### Data section ###

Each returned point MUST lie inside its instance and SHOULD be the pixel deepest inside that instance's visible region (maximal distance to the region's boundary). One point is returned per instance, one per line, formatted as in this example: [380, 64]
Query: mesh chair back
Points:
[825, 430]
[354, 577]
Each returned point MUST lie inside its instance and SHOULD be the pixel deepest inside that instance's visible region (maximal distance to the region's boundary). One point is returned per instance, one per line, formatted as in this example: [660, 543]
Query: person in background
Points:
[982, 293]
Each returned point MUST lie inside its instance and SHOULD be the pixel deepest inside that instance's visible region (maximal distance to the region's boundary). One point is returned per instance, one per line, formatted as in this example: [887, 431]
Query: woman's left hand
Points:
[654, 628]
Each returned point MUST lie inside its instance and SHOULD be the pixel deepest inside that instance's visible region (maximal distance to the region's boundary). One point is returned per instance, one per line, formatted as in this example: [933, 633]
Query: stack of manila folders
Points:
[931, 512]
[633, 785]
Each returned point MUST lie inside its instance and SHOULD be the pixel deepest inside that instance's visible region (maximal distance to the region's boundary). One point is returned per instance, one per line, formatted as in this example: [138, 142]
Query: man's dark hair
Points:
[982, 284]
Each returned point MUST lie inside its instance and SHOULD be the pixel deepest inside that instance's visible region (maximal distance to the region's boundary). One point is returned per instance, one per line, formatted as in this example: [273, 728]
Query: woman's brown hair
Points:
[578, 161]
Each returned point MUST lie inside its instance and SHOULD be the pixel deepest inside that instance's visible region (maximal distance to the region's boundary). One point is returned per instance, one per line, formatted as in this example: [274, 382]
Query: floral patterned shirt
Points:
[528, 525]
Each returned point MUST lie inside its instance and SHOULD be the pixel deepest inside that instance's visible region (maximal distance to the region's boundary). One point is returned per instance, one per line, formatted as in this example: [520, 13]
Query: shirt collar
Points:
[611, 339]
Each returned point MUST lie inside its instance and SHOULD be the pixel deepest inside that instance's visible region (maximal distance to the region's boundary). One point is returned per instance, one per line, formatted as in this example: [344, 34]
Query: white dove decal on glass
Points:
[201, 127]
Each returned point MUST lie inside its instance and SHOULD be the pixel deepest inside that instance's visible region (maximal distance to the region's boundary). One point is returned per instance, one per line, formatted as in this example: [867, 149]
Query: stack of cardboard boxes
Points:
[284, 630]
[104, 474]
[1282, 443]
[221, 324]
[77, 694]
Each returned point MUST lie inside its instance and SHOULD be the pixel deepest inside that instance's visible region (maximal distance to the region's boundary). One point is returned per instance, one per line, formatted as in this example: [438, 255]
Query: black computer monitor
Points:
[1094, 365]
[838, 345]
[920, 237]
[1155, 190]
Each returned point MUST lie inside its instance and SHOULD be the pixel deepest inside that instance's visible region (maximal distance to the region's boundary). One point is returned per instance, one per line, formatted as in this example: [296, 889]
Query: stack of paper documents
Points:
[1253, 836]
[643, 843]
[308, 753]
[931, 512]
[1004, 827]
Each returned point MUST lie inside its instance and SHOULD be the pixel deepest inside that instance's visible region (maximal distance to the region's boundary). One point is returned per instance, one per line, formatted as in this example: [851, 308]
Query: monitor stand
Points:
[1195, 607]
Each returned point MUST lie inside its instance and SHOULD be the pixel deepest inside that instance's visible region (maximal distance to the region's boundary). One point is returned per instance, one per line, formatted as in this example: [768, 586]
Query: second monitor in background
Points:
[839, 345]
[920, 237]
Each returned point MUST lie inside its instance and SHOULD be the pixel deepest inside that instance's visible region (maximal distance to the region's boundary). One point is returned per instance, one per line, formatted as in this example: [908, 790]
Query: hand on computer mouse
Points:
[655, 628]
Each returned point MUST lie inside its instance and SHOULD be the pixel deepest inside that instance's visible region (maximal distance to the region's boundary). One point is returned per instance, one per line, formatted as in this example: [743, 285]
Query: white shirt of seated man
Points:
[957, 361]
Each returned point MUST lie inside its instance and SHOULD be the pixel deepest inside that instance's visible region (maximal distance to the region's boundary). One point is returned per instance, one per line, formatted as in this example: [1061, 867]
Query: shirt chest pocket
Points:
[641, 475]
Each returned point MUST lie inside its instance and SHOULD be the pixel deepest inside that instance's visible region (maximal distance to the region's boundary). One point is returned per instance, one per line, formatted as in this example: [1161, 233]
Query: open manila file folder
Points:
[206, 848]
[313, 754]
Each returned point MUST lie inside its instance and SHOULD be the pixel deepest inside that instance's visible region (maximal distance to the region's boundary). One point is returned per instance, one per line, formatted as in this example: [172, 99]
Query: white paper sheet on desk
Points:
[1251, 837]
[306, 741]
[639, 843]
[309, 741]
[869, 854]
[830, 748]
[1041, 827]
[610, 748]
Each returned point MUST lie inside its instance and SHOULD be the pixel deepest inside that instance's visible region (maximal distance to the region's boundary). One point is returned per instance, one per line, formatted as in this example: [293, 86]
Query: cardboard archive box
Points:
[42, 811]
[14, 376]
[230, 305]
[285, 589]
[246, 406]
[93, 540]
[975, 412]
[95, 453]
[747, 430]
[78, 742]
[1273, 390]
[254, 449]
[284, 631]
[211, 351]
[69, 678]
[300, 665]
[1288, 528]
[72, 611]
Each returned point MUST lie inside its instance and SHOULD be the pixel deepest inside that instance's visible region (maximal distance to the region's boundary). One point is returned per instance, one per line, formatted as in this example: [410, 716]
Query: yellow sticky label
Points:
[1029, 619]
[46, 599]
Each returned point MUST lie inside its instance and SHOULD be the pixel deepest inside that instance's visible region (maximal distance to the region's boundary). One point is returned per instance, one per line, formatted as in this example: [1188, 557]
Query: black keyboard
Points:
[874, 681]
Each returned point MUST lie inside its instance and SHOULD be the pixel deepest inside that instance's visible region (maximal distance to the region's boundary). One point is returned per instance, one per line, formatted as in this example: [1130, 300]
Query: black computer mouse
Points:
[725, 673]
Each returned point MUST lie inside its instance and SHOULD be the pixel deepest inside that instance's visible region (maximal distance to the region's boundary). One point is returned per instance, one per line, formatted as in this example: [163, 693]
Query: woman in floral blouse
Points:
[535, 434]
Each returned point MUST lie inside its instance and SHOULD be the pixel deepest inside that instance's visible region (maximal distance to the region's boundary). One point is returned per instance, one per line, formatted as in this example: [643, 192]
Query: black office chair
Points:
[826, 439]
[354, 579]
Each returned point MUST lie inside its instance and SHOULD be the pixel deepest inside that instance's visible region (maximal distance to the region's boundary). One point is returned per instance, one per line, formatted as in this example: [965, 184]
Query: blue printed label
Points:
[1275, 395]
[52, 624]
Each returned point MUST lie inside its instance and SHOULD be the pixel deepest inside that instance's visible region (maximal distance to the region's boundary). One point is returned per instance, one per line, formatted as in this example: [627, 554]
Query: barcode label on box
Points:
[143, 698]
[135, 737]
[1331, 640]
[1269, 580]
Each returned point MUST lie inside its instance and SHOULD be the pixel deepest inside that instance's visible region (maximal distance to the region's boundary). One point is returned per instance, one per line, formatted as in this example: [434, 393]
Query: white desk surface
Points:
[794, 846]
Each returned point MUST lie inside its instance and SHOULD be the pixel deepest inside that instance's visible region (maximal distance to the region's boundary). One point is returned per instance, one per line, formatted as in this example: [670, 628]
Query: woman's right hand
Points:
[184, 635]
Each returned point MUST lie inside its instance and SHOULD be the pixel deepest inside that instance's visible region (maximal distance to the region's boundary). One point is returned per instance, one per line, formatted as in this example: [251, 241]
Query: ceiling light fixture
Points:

###

**Request**
Reproduce all of the records above verbatim, line for line, leaving nothing out and changing nothing.

**Output below**
Each returned point MUST lie inside its instance and SHOULD be the pixel deepest inside that instance's visible region (maximal distance to the region's boundary). One point is returned per instance, one per line, formatted as in this example: [380, 64]
Query: mesh chair back
Points:
[825, 430]
[354, 577]
Each returned point MUST lie inside its instance and SHOULD be the pixel deepest inside that instance's visible region (maximal distance to the region's boundary). One point is returned per instance, one per line, formatted as in this example: [660, 543]
Query: person in background
Points:
[982, 293]
Each returned point MUST lie inside its instance and SHOULD be the pixel deepest inside that instance's visible region (maximal distance to the region's boundary). One point is returned per instance, one per line, formatted as in this example: [887, 431]
Query: woman's left hand
Points:
[654, 628]
Each returned point MUST lie inside its instance and SHOULD be the pixel deepest inside that instance's visible region (maximal distance to the region's boundary). One point is returned per instance, one per line, formatted as in this example: [933, 633]
Query: stack of manila folders
Points:
[931, 512]
[633, 785]
Each returned point MUST lie inside its instance and SHOULD be the pixel deepest inside that instance's visible region (maximal distance to the region's boundary). One point is returned per instance, one per line, formatted as in this example: [138, 142]
Query: man's dark hair
Points:
[982, 284]
Each returned point MUST lie inside its instance and SHOULD be the pixel deepest inside that instance's visible region (maximal distance to the region's boundary). One point is returned per instance, one per line, formatted as in this example: [273, 728]
Query: woman's brown hair
Points:
[578, 161]
Each returned point MUST lie inside its instance and SHOULD be the pixel deepest inside that instance's visible region (maximal distance to the region's boundary). One point is returned per instance, one per line, formatted as in this example: [274, 382]
Query: floral patterned shirt
Points:
[528, 525]
Each returned point MUST lie inside its instance and SHOULD be the pixel deepest inside that instance's visible region (maximal distance to the region's boundary). One point is returned per instance, one per line, formatted as in this example: [520, 13]
Query: shirt collar
Points:
[611, 339]
Each returned point MUST lie inside its instance and SHOULD be the pixel deepest inside that instance's visible region (maximal distance to the region's boundary). One point is returned per instance, one per line, formatted as in this example: [344, 34]
Query: white dove decal on glass
Points:
[201, 127]
Each returned point MUST lie inside its instance and SHOULD be the pixel deepest inside that instance's visible region (maximal distance to the region's boundary). One point is returned per instance, one per line, formatted as in this example: [867, 149]
Query: stack of cardboard boxes
Points:
[284, 630]
[104, 474]
[1282, 443]
[221, 324]
[77, 694]
Each returned point MUST lie inside its instance and SHOULD be the pixel deepest inside that instance's visible region (maximal distance to the region's boundary). One point is returned per instance, one per line, formatted as in this example: [438, 255]
Query: black computer monitor
Points:
[1094, 365]
[838, 345]
[920, 237]
[1155, 190]
Each returned point MUST lie inside its instance and SHOULD be the pixel deepest inside that instance's visible region (maximal distance to the region's boundary). One point is returned per instance, one per line, formatted as in this example: [296, 889]
Query: stack of paper documents
Points:
[1253, 836]
[643, 843]
[308, 753]
[931, 512]
[1004, 827]
Each returned point MUST lie inside its instance and SHOULD be the pixel deepest inside that instance's visible region (maximal distance to the region's boundary). One point is returned per instance, one per line, formatted as in this example: [851, 308]
Query: monitor stand
Points:
[1195, 607]
Each returned point MUST lie inside its instance and SHOULD be the pixel deepest inside that instance's visible region (maximal distance to the region's boundary). One point is returned per instance, one per line, formatted as in this example: [768, 586]
Query: second monitor in background
Points:
[839, 345]
[920, 237]
Each returned point MUST lie inside its instance and SHOULD be the pixel deepest inside that instance's visible region (maximal distance to the region's boundary). One point is returned per instance, one per line, formatted as in this example: [908, 790]
Query: hand on computer mouse
Points:
[655, 628]
Each returned point MUST lie inside its instance and SHOULD be the pixel deepest inside that instance's visible region (maximal distance to the region's boundary). One point is returned per instance, one per line, formatted as in this example: [743, 285]
Query: white shirt of seated man
Points:
[957, 361]
Each returned point MUST lie inside its instance and SHOULD be the pixel deepest inside that instance's visible region (maximal distance to the region's boundary). One point is returned per instance, one per line, formatted as in this example: [1061, 867]
Query: shirt chest pocket
Points:
[641, 475]
Each returned point MUST lie inside its instance and SHOULD be the pixel deepest inside that instance's visible region (maximal distance to the region's boundary). One point is returned per instance, one per line, formatted as in this example: [1161, 233]
Query: open manila file folder
Points:
[206, 848]
[313, 754]
Each returned point MUST lie inside its instance and SHOULD be the pixel deepest inside that instance's visible region (maximal distance to the region's boundary). One point is returned per instance, one per line, formatted as in this example: [172, 99]
Query: white paper sheet on desk
Points:
[1251, 837]
[306, 741]
[639, 843]
[309, 741]
[869, 854]
[830, 748]
[1041, 827]
[610, 748]
Each returned point MUST lie inside its instance and SHOULD be the pixel deepest inside that instance's visible region (maximal distance to the region's boundary). One point is returned per instance, one per line, formatted as in this example: [293, 86]
Query: cardboard archive box
Points:
[42, 811]
[14, 376]
[230, 305]
[285, 589]
[246, 406]
[93, 540]
[975, 412]
[95, 453]
[747, 430]
[78, 742]
[1273, 390]
[254, 449]
[284, 631]
[211, 351]
[69, 678]
[300, 665]
[1288, 528]
[72, 611]
Each returned point MUST lie inside its instance and SHOULD be the pixel deepest inside that instance's visible region (maximal distance to the region's boundary). One point is returned per instance, one per line, formatted as in this example: [410, 716]
Query: yellow sticky label
Points:
[1029, 619]
[46, 599]
Each returned point MUST lie inside its instance and SHOULD be the pixel deepest inside that instance's visible region (maximal distance to the region's boundary). One point is returned per instance, one per line, formatted as in this example: [1188, 557]
Query: black keyboard
Points:
[874, 681]
Each returned point MUST lie inside its instance and SHOULD be the pixel deepest inside that instance's visible region (maximal distance to the region's boundary). One point is returned per instance, one per line, formatted as in this example: [1130, 300]
Query: black computer mouse
Points:
[725, 673]
Each returned point MUST lie inside its instance and SHOULD be the pixel deepest inside that instance's visible region (maximal distance to the region's boundary). One point is returned per instance, one per line, formatted as in this example: [163, 693]
Query: woman in floral blouse
Points:
[535, 434]
Each returned point MUST lie inside its instance and SHOULD be the pixel deepest inside that instance's visible region (maximal distance to the region's boundary). One point is returned per instance, one per line, formatted as in this example: [643, 192]
Query: black office chair
Points:
[826, 439]
[354, 579]
Each returned point MUST lie inside its instance and SHOULD be the pixel deepest inside that instance's visible region (maximal distance to the region's boundary). One point is returned per instance, one per line, formatted as in this example: [965, 184]
Query: blue printed label
Points:
[1275, 395]
[52, 624]
Each returned point MUST lie inside its instance and SHOULD be the pixel deepest inside that instance's visible region (maximal distance to the region's boundary). One point is returned per instance, one per line, formatted as in this example: [627, 554]
Query: barcode label on box
Points:
[143, 698]
[135, 737]
[1331, 640]
[1269, 580]
Each returned point MUST lie inside its instance and SHOULD be the pixel deepest inside that instance's visible region (maximal distance to the region's boundary). One point is returned per instance, one per line, formatted as in this example: [434, 393]
Query: white desk surface
Points:
[794, 846]
Each returned point MUST lie inside its instance and SHOULD be the pixel deepest inside that instance's visible region (maximal distance to the region's boundary). One point is returned per instance, one per line, formatted as in this example: [670, 628]
Query: woman's right hand
Points:
[184, 635]
Each returned point MUST lie inside its instance and SHOULD be the pixel deepest inside that instance's visible region (maximal distance to the region's boundary). One point is returned per instance, one per line, formatted as in this example: [251, 241]
Query: ceiling light fixture
Points:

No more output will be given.